■ **TEXT PASSAGE**
======

FIG. 8 is a block diagram showing a polarization converter unit using a rod integrator 600 in columnar shape, which is configured so that the area of the incidence-side end face is smaller than that of the light-exiting side end face. In FIG. 8, similarly to the operation performed by the above-mentioned polarization converter unit 2a, a polarization converter unit 2c splits the light from the light source unit 1 into a plurality of partial light beams by use of the cylindrical lens array 21; aligns each of a plurality of partial light beams S-polarized in a predetermined polarizing direction by use of the polarization conversion element 960; superposes the S-polarized partial light beams and condenses them at the incidence-side end face S1 of a rod integrator 600 by use of the condenser lens 23; and uniforms the light volume distribution by use of the rod integrator 600.

The rod integrator 600 has a columnar shapes which is configured so that the area of the incidence-side end face S1 is smaller than that of the light-exiting side end face S2. The light which entered the incidence-side end face S1, with the light angle reduced by repeating reflection, exits from the light-exiting side end face S2. This makes it possible to reduce the light angle of the light beam entering the color wheel 25, improving the color separation performance of the color wheel 25 as well as the polarization split characteristic in a PBS arranged on subsequent stages, thereby realizing high contrast.

In the above-mentioned example, although we explained, as color separation means, a color wheel having a plurality of color separation sections partitioned to perform time-sequential color separation, the present invention is not limited to this configuration. For example, even with a color wheel having a plurality of separation sections partitioned in whorls toward the center of rotation, the above-mentioned polarization converter unit can be suitably applied. Furthermore, for the above-mentioned color wheel 25, the area of each of the red-light transmission dichroic mirror 261, the green-light transmission dichroic mirror 262, and the blue-light transmission dichroic mirror 263 is to be substantially the same. However, the color wheel may be configured so that the area of at least one color light transmission dichroic mirror is different.

FIG. 3B shows a configuration of a color wheel 27 with different areas of transmission sections. In FIG. 3B, a red-light transmission dichroic mirror 271, a green-light transmission dichroic mirror 272, and a blue-light transmission dichroic mirror 273 are color separation sections for transmitting the R light, G light, and B light, respectively, which are pieces of light in a specific wavelength band. Luminance and color adjustments can be performed when the area of at least one color light transmission dichroic mirror out of the red-light transmission dichroic mirror 271, the green-light transmission dichroic mirror 272, and the blue-light transmission dichroic mirror 273 is made different as shown in FIG. 3B.

======

■ **EXERCISE TASK A**
In the text passage about the polarization converter unit, which end face of rod integrator 600 has the smaller area?

■ **THE INPUT**
======

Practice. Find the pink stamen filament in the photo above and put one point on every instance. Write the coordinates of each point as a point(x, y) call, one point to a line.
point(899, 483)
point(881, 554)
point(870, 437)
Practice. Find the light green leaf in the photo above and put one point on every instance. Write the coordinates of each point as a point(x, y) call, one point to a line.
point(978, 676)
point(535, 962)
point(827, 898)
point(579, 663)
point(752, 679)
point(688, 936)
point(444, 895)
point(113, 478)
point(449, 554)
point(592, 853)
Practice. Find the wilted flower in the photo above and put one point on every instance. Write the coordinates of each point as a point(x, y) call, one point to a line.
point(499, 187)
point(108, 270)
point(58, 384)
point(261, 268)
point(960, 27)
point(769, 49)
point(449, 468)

======

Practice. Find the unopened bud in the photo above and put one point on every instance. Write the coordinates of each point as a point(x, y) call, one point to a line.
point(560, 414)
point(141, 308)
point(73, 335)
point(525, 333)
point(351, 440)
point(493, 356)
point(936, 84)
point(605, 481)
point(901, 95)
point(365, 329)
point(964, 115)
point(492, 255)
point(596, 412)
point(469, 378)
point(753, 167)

======

■ **EXERCISE TASK B**
Copy the stretch of the records from the line containing "Practice. Find the pink" through the line containing "point(870, 437)", word for word.

■ **TASK RESULT A**
The incidence-side end face S1.

■ **TASK RESULT B**
Practice. Find the pink stamen filament in the photo above and put one point on every instance. Write the coordinates of each point as a point(x, y) call, one point to a line.
point(899, 483)
point(881, 554)
point(870, 437)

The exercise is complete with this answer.